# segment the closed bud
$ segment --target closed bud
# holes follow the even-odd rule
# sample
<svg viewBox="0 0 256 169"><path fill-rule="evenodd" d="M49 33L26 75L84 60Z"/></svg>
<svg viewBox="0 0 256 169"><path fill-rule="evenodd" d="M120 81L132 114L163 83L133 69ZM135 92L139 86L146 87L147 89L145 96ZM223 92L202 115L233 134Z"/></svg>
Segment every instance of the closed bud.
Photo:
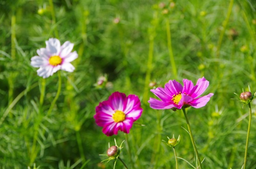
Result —
<svg viewBox="0 0 256 169"><path fill-rule="evenodd" d="M240 99L242 101L248 101L250 100L252 96L252 95L250 92L243 92L240 94Z"/></svg>
<svg viewBox="0 0 256 169"><path fill-rule="evenodd" d="M106 154L110 157L116 157L118 155L118 147L116 146L111 146L108 149Z"/></svg>

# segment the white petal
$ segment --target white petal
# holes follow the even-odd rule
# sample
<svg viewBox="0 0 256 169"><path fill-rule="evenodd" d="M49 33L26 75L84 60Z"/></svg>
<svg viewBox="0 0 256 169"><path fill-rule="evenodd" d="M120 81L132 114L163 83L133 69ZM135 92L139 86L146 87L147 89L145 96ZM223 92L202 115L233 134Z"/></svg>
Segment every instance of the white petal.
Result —
<svg viewBox="0 0 256 169"><path fill-rule="evenodd" d="M65 63L69 63L72 62L78 57L78 54L76 52L76 51L70 53L69 54L67 55L64 58L64 62Z"/></svg>
<svg viewBox="0 0 256 169"><path fill-rule="evenodd" d="M30 65L35 68L38 68L43 64L43 61L41 57L35 56L31 58Z"/></svg>
<svg viewBox="0 0 256 169"><path fill-rule="evenodd" d="M58 55L60 51L60 42L56 38L50 38L46 41L46 49L51 55Z"/></svg>
<svg viewBox="0 0 256 169"><path fill-rule="evenodd" d="M75 67L69 63L65 63L61 65L61 70L69 72L72 72L75 70Z"/></svg>
<svg viewBox="0 0 256 169"><path fill-rule="evenodd" d="M59 56L61 58L65 58L68 55L73 49L74 43L70 43L70 41L66 41L60 47L60 53Z"/></svg>
<svg viewBox="0 0 256 169"><path fill-rule="evenodd" d="M38 54L39 57L42 58L49 59L51 57L51 53L44 48L37 49L36 52Z"/></svg>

Goal:
Write out the lines above as a numbered list, leaving out the blank lines and the pictures.

Result:
1. # segment the closed bud
2. $ segment --target closed bud
3. # holes follow the even-odd rule
4. # sample
5. <svg viewBox="0 0 256 169"><path fill-rule="evenodd" d="M49 33L26 75L84 60Z"/></svg>
6. <svg viewBox="0 0 256 169"><path fill-rule="evenodd" d="M120 81L132 114L163 83L133 69ZM135 92L139 86L146 87L147 89L145 96ZM223 92L202 115L233 134Z"/></svg>
7. Segment every instance of the closed bud.
8. Photo:
9. Result —
10. <svg viewBox="0 0 256 169"><path fill-rule="evenodd" d="M240 99L242 101L248 101L250 100L252 96L252 95L250 92L243 92L240 94Z"/></svg>
11. <svg viewBox="0 0 256 169"><path fill-rule="evenodd" d="M106 154L110 157L116 157L118 155L118 147L116 146L111 146L108 149Z"/></svg>
12. # segment the white petal
13. $ segment --target white petal
14. # holes follow the even-odd rule
15. # sample
16. <svg viewBox="0 0 256 169"><path fill-rule="evenodd" d="M49 33L26 75L84 60Z"/></svg>
17. <svg viewBox="0 0 256 169"><path fill-rule="evenodd" d="M120 81L132 114L163 83L133 69ZM135 92L139 86L146 87L147 89L145 96ZM223 92L202 115L233 134Z"/></svg>
18. Segment every instance of the white petal.
19. Result —
20. <svg viewBox="0 0 256 169"><path fill-rule="evenodd" d="M65 63L69 63L72 62L78 57L78 54L76 52L76 51L70 53L69 54L67 55L64 58L64 62Z"/></svg>
21. <svg viewBox="0 0 256 169"><path fill-rule="evenodd" d="M30 65L35 68L38 68L43 64L43 61L41 57L35 56L31 58Z"/></svg>
22. <svg viewBox="0 0 256 169"><path fill-rule="evenodd" d="M58 55L60 51L60 42L56 38L50 38L46 41L46 49L51 55Z"/></svg>
23. <svg viewBox="0 0 256 169"><path fill-rule="evenodd" d="M75 67L69 63L65 63L61 65L61 70L69 72L72 72L75 70Z"/></svg>
24. <svg viewBox="0 0 256 169"><path fill-rule="evenodd" d="M59 56L61 58L65 58L68 55L73 49L74 43L70 43L70 41L66 41L60 47L60 53Z"/></svg>
25. <svg viewBox="0 0 256 169"><path fill-rule="evenodd" d="M38 54L39 57L42 58L49 59L51 57L51 53L44 48L37 49L36 52Z"/></svg>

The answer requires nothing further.